* Activity list
1) Repeat word for word the part of the reader comments on the Nortel hack that begins with the words containing "Eh, that part" and ends with "it.  Unclean! Unclean!".
2) Pick up the reader comments on the Nortel hack after their last sentence and keep the thread going.

* Quoted passage
That Nortel got hacked is not surprising--if Defense Department and other federal agencies systems can get hacked, so can Nortel's or any other hi-tech company's computers. But what I don't understand why former Nortel employees would continue to use their Nortel desktops/laptops when they went to work for Avaya? Does Avaya not require employees to use their Avaya -issued PCs for company work? Something does not make sense....

paolo.franzoi 12/5/2012 | 5:42:48 PM
re: Nortel Got Super-Hacked

 


Let's say a good estimate is that 100% of Windows based computers are hacked globally.  Okay it may only be 95%.  Change your view of the story?


seven


 

Pete Baldwin 12/5/2012 | 5:42:48 PM
re: Nortel Got Super-Hacked

Eh, that part didn't bother me. This is the scenario that went through my head: Nortel guys get moved to Avaya, but they don't physically move, so they keep using all their old stuff. Avaya does intend to unify them on the same IT systems eventually, but it takes time.


That transition might even be done by now. And of course, none of this necessarily means anything -- I don't think it's clear how many computers at Nortel were infected.

Pete Baldwin 12/5/2012 | 5:42:47 PM
re: Nortel Got Super-Hacked

> Change your view of the story?


It does in the sense that I'm now afraid to touch anything with a network connection on it.  Unclean! Unclean!


Rush21120 12/5/2012 | 5:42:47 PM
re: Nortel Got Super-Hacked

I didn' t know Super clan (Superman, Supergirl, Superboy, Krypto) was a clandestine operation operating out of China.  Guess I'll cancel my DC subscription.

[Collected data entries]
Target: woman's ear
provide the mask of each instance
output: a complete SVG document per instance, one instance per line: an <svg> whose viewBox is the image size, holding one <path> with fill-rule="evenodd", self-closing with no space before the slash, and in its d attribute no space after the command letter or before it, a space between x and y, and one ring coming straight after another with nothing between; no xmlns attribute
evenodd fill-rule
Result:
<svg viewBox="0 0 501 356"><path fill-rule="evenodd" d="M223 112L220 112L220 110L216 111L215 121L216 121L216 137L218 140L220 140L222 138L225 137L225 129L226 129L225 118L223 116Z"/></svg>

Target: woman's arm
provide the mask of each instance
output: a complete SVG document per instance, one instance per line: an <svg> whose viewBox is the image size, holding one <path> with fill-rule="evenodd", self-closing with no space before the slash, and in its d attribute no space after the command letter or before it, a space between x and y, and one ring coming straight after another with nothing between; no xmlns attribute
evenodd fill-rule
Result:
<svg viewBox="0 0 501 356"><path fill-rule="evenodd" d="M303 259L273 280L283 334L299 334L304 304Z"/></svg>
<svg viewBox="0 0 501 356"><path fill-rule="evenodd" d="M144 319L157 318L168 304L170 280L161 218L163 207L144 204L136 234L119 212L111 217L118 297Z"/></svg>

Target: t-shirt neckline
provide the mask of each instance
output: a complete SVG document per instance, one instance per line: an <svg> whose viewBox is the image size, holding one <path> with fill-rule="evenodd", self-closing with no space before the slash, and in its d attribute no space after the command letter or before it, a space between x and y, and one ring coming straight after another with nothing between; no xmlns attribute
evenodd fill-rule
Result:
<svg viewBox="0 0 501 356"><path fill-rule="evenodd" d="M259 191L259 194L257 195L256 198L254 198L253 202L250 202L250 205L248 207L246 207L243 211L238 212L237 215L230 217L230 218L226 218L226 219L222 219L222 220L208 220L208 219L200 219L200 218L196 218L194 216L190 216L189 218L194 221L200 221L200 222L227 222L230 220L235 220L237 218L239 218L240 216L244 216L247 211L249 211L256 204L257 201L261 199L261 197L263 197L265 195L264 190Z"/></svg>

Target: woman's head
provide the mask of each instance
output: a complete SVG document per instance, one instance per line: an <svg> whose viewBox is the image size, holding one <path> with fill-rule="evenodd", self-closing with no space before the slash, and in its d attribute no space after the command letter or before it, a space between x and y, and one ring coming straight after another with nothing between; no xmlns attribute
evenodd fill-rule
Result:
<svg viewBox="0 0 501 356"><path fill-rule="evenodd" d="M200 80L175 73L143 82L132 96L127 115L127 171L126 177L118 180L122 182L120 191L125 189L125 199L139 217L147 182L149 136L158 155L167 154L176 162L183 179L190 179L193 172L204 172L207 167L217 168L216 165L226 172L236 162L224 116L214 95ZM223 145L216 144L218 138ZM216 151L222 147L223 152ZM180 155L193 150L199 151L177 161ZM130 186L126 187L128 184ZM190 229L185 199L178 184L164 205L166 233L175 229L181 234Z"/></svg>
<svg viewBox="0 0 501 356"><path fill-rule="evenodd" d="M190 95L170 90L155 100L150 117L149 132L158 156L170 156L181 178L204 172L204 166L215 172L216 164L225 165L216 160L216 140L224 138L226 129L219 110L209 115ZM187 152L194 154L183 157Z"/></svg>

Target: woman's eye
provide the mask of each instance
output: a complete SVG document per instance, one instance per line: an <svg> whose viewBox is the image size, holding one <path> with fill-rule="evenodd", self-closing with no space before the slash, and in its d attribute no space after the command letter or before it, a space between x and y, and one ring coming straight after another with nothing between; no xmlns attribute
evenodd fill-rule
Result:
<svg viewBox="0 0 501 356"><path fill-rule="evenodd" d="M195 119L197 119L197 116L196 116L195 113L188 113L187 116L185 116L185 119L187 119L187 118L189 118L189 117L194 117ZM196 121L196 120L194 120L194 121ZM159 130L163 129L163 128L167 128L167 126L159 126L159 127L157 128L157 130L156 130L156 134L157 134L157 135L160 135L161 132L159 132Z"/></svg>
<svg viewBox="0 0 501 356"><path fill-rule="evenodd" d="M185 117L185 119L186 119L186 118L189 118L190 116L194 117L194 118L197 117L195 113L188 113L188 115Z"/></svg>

* Answers given
1)
Eh, that part didn't bother me. This is the scenario that went through my head: Nortel guys get moved to Avaya, but they don't physically move, so they keep using all their old stuff. Avaya does intend to unify them on the same IT systems eventually, but it takes time.


That transition might even be done by now. And of course, none of this necessarily means anything -- I don't think it's clear how many computers at Nortel were infected.

Pete Baldwin 12/5/2012 | 5:42:47 PM
re: Nortel Got Super-Hacked

> Change your view of the story?


It does in the sense that I'm now afraid to touch anything with a network connection on it.  Unclean! Unclean!

2)
Pete Baldwin 12/5/2012 | 5:42:46 PM
re: Nortel Got Super-Hacked

> I didn' t know Super clan (Superman, Supergirl, Superboy, Krypto) was a clandestine operation operating out of China.  Guess I'll cancel my DC subscription.


Of course, if the hacking had come from a Russian IP address, we'd have said Nortel was Bat-Hacked.


Flook 12/5/2012 | 5:42:46 PM
re: Nortel Got Super-Hacked

But even if they were not physically at an Avaya facility, it's strange that Avaye would plug them in to its network if they did not have an Avaya issued PC. That's a pretty laid-back attitude to security.

acohn 12/5/2012 | 5:42:44 PM
re: Nortel Got Super-Hacked

Craig, you nailed it on the head. It's not ideal from a security standpoint, but it was the most practical business decision. If you took away their Nortel PC on day one, then the day-to-day business of the acquired unit would have ground to a complete halt.



While I agree that people should be concerned about security and plugging in potentially rouge devices, consider how easy it was for hackers to break into RSA by simply sending out an interestintly-titled Excel file containing an infected Flash program. That could happen to any company.